### EXTRACT
····················

# Help with aquarium lighting on 10 gallon tank!!!!!



## Johnaquariums (Jul 16, 2013)

I currently have a t8 15 watt full spectrum fixture in my 10 gallon tank is that enough to grow plants. If not what would you recommend to replace the bulb with without having to buy a brand new lighting fixture and the fixture is the aqueon deluxe aquarium hood. I'm new to the aquarium hobby and thank you for any response.


----------



## Black Hills Tj (Jul 19, 2013)

15w of T8 over a 10 gallon tank will indeed grow some low light plants such as elodea, crypts, anubias, java fern, java moss, and similar plants that aren't very needy.


----------



## UltraBlue (Mar 8, 2011)

As the previous poster mentioned that will grow undemanding plants. Great options for a beginner.

I would add one additional comment. I would not increase the lighting without investing in a pressurized CO2 system first. Too much light and not enough CO2 leads to trouble.


----------



## PlantedTank (Sep 11, 2012)

I'm using two 10w CFLs over my 10g tank. I would say it's pretty bright - don't need much wattage for 11" tank height. They are mounted in "breeder" dome clamp-on fixtures in a vertical orientation, which is more efficient than horizontal and emits more light.


----------

····················

### EXERCISE TASK A
Find every line of the listing below that contains the string "jacket", and copy each of those lines. Case counts.

### DATA IN THIS EXERCISE
····················

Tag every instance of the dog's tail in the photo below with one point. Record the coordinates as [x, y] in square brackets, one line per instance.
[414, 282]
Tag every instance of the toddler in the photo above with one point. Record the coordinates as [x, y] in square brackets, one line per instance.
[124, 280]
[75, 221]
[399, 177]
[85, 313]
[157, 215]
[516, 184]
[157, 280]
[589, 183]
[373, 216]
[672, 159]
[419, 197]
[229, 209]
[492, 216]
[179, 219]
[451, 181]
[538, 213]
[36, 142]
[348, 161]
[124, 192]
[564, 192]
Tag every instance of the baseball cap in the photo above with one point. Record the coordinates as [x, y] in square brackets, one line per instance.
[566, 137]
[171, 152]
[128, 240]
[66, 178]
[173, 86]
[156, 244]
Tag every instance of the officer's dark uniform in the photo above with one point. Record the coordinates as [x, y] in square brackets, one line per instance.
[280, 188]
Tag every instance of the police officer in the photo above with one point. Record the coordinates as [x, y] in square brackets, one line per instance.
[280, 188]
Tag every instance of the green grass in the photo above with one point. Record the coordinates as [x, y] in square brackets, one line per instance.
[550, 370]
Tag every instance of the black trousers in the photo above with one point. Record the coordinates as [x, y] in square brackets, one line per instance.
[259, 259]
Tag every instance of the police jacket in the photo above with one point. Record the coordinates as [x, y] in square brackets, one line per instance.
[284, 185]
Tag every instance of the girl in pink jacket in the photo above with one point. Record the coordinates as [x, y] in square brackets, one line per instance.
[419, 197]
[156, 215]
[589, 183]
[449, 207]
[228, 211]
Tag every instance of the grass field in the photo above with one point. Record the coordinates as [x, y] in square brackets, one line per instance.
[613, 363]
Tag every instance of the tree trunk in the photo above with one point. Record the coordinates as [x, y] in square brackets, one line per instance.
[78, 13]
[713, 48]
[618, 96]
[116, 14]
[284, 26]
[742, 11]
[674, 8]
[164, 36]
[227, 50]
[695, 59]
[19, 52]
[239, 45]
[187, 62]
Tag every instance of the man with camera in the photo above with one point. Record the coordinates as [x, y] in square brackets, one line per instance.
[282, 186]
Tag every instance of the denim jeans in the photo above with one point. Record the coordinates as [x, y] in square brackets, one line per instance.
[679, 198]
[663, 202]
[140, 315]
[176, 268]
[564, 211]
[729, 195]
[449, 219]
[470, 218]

····················

### EXERCISE TASK B
Update the aquarium lighting thread from "## Johnaquariums (Jul" to "(Jul 19, 2013)", inclusive, by writing out that passage again with "bulb" replaced by "tube".

### CORRECT OUTPUT A
Tag every instance of the police jacket in the photo above with one point. Record the coordinates as [x, y] in square brackets, one line per instance.
Tag every instance of the girl in pink jacket in the photo above with one point. Record the coordinates as [x, y] in square brackets, one line per instance.

### CORRECT OUTPUT B
## Johnaquariums (Jul 16, 2013)

I currently have a t8 15 watt full spectrum fixture in my 10 gallon tank is that enough to grow plants. If not what would you recommend to replace the tube with without having to buy a brand new lighting fixture and the fixture is the aqueon deluxe aquarium hood. I'm new to the aquarium hobby and thank you for any response.


----------



## Black Hills Tj (Jul 19, 2013)